Défi 1:
D'après le message sur Gentoo, dans quel fichier se trouvaient les paramètres dont parlait le tutoriel ?

# [Gentoo] emerger uniquement des sources 100% libres

## versus8

Bonjour,

Je souhaiterais rendre ma Gentoo 100% compatible GNU (libre de toute licence suspicieuse).

Mais je ne retrouve plus le tuto sur le net qui indiquait quels étaient les procédures.

Au temps que je puisse m'en souvenir, le tuto était relativement court, car cela ne tiendrait qu'à des paramètres dans le make.conf.

Quelqu'un pourrait me donner un pitit coup de pouce ?  je sais qu'en ce moment, je n'arrête pas de vous solliciter (au fur et à mesure que j'en apprend sur Gentoo  :Very Happy:  ), désolé si ma présence prend un certain "poids" sur le forum (dans le sens où je poste beaucoup ces temps-ci ^^ ).

Extrait de données:
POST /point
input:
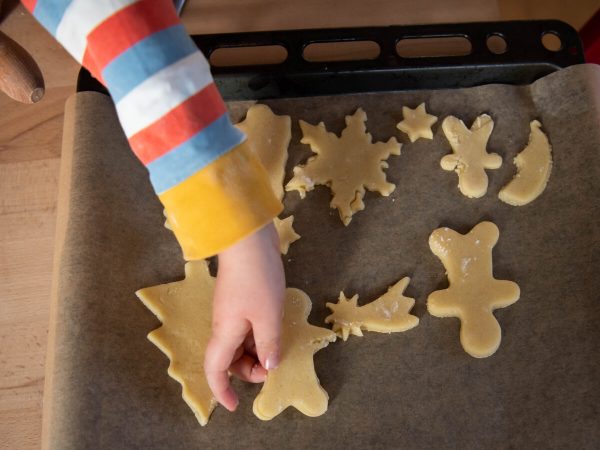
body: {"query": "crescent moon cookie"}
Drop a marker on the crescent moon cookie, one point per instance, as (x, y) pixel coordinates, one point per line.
(470, 157)
(347, 164)
(294, 382)
(473, 293)
(185, 310)
(387, 314)
(417, 123)
(534, 165)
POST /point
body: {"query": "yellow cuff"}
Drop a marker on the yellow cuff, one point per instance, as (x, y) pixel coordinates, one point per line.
(222, 203)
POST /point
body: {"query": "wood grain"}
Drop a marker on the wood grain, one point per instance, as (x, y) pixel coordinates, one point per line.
(30, 142)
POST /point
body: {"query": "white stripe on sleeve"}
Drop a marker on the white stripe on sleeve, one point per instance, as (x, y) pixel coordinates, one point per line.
(159, 94)
(81, 18)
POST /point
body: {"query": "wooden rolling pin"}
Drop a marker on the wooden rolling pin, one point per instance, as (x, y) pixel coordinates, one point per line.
(20, 77)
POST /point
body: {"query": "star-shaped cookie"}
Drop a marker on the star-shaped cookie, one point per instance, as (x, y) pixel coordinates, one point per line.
(417, 123)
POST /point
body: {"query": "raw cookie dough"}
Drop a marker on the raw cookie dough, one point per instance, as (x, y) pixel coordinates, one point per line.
(389, 313)
(268, 136)
(417, 123)
(294, 382)
(470, 158)
(473, 292)
(185, 309)
(347, 164)
(286, 232)
(534, 165)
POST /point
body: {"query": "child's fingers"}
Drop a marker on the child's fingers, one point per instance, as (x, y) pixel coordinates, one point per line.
(248, 369)
(267, 336)
(220, 352)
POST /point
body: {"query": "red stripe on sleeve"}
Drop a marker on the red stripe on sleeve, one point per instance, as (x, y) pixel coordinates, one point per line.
(124, 29)
(178, 125)
(29, 4)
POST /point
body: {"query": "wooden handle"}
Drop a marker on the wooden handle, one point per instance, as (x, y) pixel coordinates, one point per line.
(20, 76)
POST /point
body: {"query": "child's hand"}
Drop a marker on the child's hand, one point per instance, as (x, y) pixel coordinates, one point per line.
(247, 312)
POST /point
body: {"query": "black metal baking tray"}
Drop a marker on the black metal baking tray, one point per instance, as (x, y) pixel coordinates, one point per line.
(525, 60)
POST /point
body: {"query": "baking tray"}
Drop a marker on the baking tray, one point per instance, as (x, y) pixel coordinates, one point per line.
(416, 389)
(525, 60)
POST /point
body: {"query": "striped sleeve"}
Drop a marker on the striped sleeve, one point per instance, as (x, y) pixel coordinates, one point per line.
(214, 190)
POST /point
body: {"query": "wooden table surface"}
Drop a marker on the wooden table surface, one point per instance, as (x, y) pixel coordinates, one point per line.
(30, 142)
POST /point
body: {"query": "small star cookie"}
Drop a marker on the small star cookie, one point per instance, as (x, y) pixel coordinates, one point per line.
(294, 382)
(286, 232)
(417, 123)
(347, 164)
(185, 310)
(534, 165)
(473, 292)
(469, 157)
(388, 314)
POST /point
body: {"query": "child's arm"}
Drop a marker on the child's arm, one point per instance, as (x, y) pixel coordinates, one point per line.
(215, 192)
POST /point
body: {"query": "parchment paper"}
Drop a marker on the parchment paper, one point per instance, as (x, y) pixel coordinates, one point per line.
(109, 386)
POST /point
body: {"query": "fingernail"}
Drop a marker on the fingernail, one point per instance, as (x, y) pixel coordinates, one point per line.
(272, 361)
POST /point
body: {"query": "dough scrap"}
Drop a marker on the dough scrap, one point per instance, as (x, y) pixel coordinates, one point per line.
(268, 136)
(185, 310)
(534, 165)
(473, 292)
(286, 232)
(417, 123)
(347, 164)
(388, 314)
(294, 382)
(470, 158)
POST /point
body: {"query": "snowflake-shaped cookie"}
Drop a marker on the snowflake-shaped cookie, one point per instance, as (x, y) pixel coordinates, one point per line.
(387, 314)
(347, 164)
(417, 123)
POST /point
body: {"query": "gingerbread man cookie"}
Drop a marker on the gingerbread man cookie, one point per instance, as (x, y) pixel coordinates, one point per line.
(417, 123)
(185, 310)
(388, 314)
(473, 293)
(470, 157)
(294, 382)
(534, 165)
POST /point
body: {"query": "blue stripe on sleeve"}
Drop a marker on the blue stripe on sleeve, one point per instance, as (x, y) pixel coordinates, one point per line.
(144, 59)
(194, 154)
(50, 12)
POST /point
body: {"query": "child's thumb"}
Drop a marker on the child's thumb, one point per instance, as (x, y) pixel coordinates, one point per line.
(267, 337)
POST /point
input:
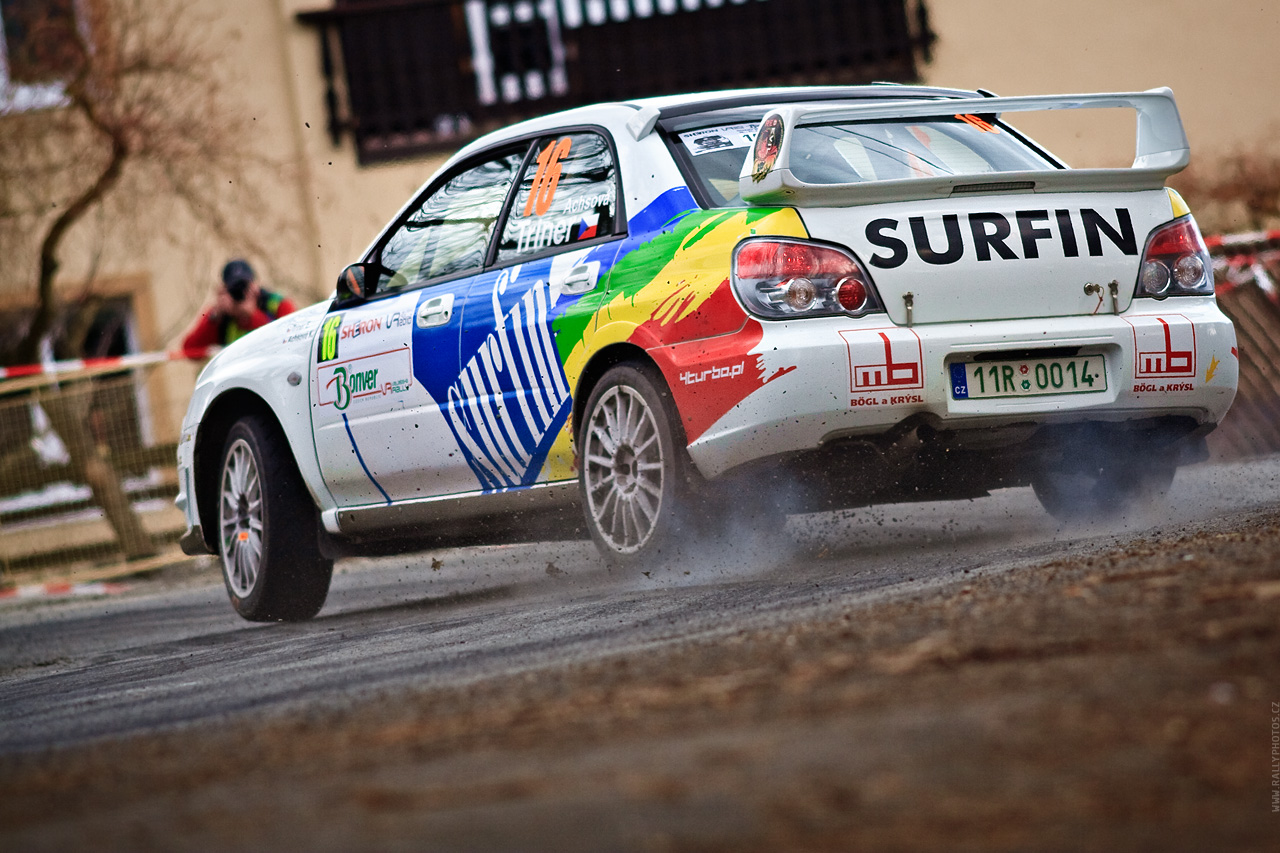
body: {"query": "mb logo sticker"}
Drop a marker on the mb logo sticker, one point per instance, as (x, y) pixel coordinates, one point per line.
(886, 359)
(1164, 346)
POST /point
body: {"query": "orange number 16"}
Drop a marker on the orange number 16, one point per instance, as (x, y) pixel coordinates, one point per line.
(547, 177)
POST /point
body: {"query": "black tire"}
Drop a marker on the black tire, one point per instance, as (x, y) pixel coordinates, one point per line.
(1095, 492)
(635, 471)
(268, 534)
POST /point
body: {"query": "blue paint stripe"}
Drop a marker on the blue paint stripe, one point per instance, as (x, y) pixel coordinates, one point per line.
(368, 473)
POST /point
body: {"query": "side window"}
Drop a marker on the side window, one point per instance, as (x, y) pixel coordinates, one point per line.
(449, 231)
(567, 195)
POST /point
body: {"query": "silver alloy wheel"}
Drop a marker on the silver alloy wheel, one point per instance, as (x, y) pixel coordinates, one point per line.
(240, 518)
(624, 469)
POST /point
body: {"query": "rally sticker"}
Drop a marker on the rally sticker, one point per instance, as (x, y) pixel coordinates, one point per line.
(344, 382)
(718, 138)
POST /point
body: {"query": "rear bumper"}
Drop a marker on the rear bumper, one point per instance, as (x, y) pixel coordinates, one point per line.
(833, 378)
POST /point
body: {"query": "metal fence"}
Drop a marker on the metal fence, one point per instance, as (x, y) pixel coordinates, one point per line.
(87, 463)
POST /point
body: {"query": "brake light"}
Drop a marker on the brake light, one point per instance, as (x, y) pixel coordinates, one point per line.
(786, 278)
(1175, 263)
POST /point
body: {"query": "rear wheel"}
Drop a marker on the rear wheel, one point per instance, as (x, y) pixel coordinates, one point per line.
(268, 528)
(634, 466)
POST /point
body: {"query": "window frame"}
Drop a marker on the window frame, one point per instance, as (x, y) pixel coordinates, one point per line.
(375, 252)
(31, 97)
(498, 149)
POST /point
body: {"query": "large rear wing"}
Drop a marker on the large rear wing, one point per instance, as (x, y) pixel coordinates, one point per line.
(767, 177)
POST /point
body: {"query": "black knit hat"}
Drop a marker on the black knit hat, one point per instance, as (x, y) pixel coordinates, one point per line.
(237, 273)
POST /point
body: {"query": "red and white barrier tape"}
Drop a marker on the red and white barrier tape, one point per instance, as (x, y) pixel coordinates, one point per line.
(1246, 258)
(99, 365)
(60, 589)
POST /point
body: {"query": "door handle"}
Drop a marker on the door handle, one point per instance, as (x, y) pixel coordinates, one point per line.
(581, 278)
(435, 311)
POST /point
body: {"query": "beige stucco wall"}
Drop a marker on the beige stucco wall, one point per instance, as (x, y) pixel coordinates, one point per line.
(1220, 59)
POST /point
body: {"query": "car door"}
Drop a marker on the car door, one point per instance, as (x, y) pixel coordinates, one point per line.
(525, 316)
(380, 432)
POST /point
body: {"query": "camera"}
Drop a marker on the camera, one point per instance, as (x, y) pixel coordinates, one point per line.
(238, 288)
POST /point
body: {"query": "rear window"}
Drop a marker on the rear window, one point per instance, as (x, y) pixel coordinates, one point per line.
(856, 153)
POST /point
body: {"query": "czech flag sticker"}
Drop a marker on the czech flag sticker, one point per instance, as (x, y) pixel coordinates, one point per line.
(588, 227)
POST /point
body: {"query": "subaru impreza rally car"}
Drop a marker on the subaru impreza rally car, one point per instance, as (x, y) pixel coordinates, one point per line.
(782, 300)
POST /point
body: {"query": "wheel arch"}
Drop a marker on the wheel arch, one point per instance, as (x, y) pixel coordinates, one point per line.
(215, 424)
(612, 355)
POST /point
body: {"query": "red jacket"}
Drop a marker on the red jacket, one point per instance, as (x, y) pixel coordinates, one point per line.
(218, 329)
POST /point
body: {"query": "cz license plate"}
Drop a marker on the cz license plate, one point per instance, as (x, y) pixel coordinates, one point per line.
(1028, 377)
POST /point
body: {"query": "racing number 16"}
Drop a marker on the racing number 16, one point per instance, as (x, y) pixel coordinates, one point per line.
(547, 177)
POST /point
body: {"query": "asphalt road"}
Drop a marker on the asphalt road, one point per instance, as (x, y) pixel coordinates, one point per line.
(168, 655)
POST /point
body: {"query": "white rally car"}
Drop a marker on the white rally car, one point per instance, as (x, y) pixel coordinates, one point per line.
(782, 300)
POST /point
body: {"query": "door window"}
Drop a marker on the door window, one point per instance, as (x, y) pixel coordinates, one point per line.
(567, 196)
(448, 233)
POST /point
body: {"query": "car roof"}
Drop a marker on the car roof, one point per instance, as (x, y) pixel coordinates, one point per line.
(680, 110)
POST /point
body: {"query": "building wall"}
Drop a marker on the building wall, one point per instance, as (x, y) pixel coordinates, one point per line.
(1219, 58)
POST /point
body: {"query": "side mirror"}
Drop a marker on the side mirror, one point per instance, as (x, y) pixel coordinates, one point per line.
(353, 283)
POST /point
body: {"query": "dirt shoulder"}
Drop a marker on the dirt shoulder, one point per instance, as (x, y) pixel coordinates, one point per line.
(1120, 701)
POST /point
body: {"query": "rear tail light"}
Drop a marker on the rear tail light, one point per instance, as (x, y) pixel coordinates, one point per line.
(1175, 263)
(787, 278)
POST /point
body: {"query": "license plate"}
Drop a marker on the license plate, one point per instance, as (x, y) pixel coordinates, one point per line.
(1028, 377)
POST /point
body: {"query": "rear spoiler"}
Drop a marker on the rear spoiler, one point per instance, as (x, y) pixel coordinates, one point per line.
(1161, 151)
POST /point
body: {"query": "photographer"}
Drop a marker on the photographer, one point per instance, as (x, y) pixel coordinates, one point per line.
(240, 308)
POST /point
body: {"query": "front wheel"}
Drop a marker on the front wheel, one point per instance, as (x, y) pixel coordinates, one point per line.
(634, 466)
(268, 528)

Défi 2:
Extrayez du listing chaque ligne qui contient la chaîne "thumb". La casse compte.

Réponse 1:
Dans le fichier make.conf.

Réponse 2:
body: {"query": "child's thumb"}
Drop a marker on the child's thumb, one point per instance, as (x, y) pixel coordinates, one point per line.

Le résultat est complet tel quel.